:: Provided material

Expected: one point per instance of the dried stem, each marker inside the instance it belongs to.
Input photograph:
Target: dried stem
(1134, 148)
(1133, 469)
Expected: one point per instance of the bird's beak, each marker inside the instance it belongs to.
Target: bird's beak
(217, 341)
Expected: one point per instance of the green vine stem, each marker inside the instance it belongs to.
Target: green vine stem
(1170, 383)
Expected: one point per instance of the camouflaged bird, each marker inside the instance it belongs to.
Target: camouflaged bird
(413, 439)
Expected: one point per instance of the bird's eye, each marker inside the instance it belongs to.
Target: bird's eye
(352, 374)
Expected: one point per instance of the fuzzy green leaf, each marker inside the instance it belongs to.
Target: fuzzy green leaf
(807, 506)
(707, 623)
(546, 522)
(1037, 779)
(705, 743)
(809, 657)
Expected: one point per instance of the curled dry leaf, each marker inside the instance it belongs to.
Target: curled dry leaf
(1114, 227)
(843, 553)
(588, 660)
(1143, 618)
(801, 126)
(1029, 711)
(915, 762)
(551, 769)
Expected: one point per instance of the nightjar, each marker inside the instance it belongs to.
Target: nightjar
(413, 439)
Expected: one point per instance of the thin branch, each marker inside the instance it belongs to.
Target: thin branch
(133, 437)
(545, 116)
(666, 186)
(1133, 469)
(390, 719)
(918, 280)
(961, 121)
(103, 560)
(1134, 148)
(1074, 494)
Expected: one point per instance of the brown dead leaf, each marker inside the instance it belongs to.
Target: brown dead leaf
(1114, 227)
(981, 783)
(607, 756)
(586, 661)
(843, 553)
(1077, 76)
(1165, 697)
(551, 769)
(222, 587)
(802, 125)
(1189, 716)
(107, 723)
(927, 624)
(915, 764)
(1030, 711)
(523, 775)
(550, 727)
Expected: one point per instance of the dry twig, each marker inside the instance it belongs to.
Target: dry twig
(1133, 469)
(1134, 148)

::::

Exercise objective: Using the entries above, copy exactly the lines from the one containing "Expected: one point per instance of the bird's eye, each" through the last, both included.

Exercise output:
Expected: one point per instance of the bird's eye, each marker inside the instance it belongs to.
Target: bird's eye
(352, 374)
Expected: one point per instance of the fuzzy green leaf, each marker inside the instance it belongs to.
Target: fuzzy green leaf
(807, 506)
(707, 623)
(546, 522)
(1037, 779)
(705, 743)
(809, 657)
Expected: one point per instance of the curled dry leaf, each marker inside the instance it belongs to.
Target: curled dry leaf
(1114, 227)
(843, 553)
(588, 660)
(1143, 618)
(801, 126)
(1029, 711)
(915, 762)
(551, 769)
Expected: one point per instance of the nightjar, each marker inside the instance it belongs to.
Target: nightjar
(413, 439)
Expected: one point per instance of the thin branch, each marker inside the instance it belongs to.
Target: thin branch
(133, 437)
(545, 116)
(666, 186)
(1133, 469)
(390, 719)
(918, 280)
(961, 121)
(103, 560)
(1134, 148)
(1074, 494)
Expected: one point per instance of the brown dead leaf, each marker inside the instance it belongs to.
Target: brown dead leaf
(1114, 227)
(981, 783)
(607, 756)
(586, 661)
(843, 553)
(1077, 76)
(1165, 697)
(551, 769)
(222, 587)
(802, 125)
(1189, 716)
(107, 723)
(927, 624)
(915, 764)
(1030, 711)
(523, 775)
(550, 727)
Expected: one point per instance of the dry twig, each marker inside the instance it belongs to.
Target: dry twig
(1133, 469)
(1134, 148)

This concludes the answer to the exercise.